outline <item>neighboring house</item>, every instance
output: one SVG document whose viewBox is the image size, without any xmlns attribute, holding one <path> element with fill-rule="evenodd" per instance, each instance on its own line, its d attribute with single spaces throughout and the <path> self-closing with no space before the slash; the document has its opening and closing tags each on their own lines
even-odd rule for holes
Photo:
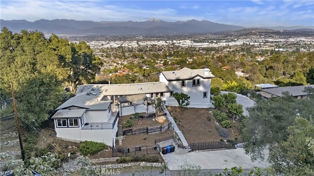
<svg viewBox="0 0 314 176">
<path fill-rule="evenodd" d="M 183 92 L 188 95 L 190 108 L 207 108 L 211 106 L 210 102 L 211 78 L 214 76 L 208 67 L 192 69 L 184 67 L 180 70 L 162 71 L 159 81 L 166 84 L 171 90 L 169 96 L 165 96 L 166 105 L 178 106 L 174 99 L 174 92 Z"/>
<path fill-rule="evenodd" d="M 231 69 L 231 66 L 225 66 L 222 67 L 221 68 L 224 70 L 226 70 L 226 69 Z"/>
<path fill-rule="evenodd" d="M 115 143 L 119 114 L 111 102 L 93 91 L 77 94 L 62 104 L 52 117 L 57 137 L 76 141 Z"/>
<path fill-rule="evenodd" d="M 270 86 L 272 85 L 270 85 Z M 276 88 L 264 88 L 261 89 L 260 91 L 257 93 L 261 94 L 262 97 L 268 99 L 272 97 L 282 96 L 282 93 L 288 92 L 292 95 L 292 97 L 300 99 L 306 97 L 307 93 L 303 92 L 304 88 L 307 87 L 310 87 L 314 88 L 314 85 L 290 86 L 287 87 L 278 87 L 278 86 L 274 85 Z"/>
<path fill-rule="evenodd" d="M 152 112 L 150 102 L 160 97 L 170 106 L 178 106 L 174 92 L 190 97 L 188 107 L 211 107 L 210 80 L 206 67 L 163 71 L 159 82 L 124 84 L 91 84 L 78 87 L 75 96 L 58 107 L 52 117 L 57 137 L 115 144 L 119 116 Z"/>
</svg>

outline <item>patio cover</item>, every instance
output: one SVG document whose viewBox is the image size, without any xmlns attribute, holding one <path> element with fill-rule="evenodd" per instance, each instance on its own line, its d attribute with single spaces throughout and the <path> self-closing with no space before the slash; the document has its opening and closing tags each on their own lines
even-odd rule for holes
<svg viewBox="0 0 314 176">
<path fill-rule="evenodd" d="M 254 86 L 255 86 L 255 87 L 258 87 L 262 88 L 277 88 L 279 87 L 278 86 L 268 83 L 254 85 Z"/>
<path fill-rule="evenodd" d="M 135 102 L 138 101 L 145 100 L 147 99 L 146 94 L 142 93 L 137 95 L 128 95 L 124 97 L 118 98 L 118 101 L 120 103 Z"/>
</svg>

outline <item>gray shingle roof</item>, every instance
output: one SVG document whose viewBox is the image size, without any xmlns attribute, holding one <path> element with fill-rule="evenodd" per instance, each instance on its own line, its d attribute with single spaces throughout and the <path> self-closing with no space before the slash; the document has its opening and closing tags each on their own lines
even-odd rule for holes
<svg viewBox="0 0 314 176">
<path fill-rule="evenodd" d="M 171 91 L 165 83 L 150 82 L 121 84 L 98 84 L 79 86 L 76 94 L 91 93 L 103 95 L 131 95 L 142 93 L 168 92 Z"/>
<path fill-rule="evenodd" d="M 161 74 L 163 74 L 168 81 L 191 79 L 197 76 L 203 79 L 215 77 L 210 70 L 208 74 L 206 75 L 204 68 L 192 69 L 186 67 L 180 70 L 162 71 Z"/>
<path fill-rule="evenodd" d="M 314 85 L 269 88 L 262 89 L 261 90 L 278 96 L 281 96 L 283 92 L 288 91 L 293 96 L 297 96 L 307 94 L 306 93 L 302 92 L 306 87 L 311 87 L 314 88 Z"/>
<path fill-rule="evenodd" d="M 273 85 L 271 84 L 260 84 L 257 85 L 254 85 L 254 86 L 256 87 L 260 87 L 262 88 L 277 88 L 279 87 L 278 86 Z"/>
<path fill-rule="evenodd" d="M 52 119 L 80 118 L 85 112 L 85 109 L 59 110 L 53 115 Z"/>
<path fill-rule="evenodd" d="M 75 106 L 91 110 L 106 110 L 111 103 L 110 101 L 101 101 L 102 94 L 87 95 L 86 92 L 76 95 L 63 103 L 56 110 Z"/>
</svg>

**PETIT EXERCICE:**
Veuillez relever toutes les lignes ci-dessus qui contiennent le mot « item », en tenant compte de la casse.

**RÉPONSE ATTENDUE:**
outline <item>neighboring house</item>, every instance
outline <item>patio cover</item>, every instance
outline <item>gray shingle roof</item>, every instance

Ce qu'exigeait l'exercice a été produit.